> _The problem_:
Within the records below, find each line with the word "arch" and copy it out.

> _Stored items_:
>>

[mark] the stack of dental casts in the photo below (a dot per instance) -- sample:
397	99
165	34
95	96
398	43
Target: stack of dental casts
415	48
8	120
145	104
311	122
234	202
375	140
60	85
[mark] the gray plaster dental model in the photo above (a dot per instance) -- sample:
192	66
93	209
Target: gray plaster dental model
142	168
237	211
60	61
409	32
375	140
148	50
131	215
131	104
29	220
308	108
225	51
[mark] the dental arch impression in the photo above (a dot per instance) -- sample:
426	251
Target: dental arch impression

<<

> _Response to this task_:
[mark] the dental arch impression in the photo above (a dot per instance) -- sample:
Target: dental arch impression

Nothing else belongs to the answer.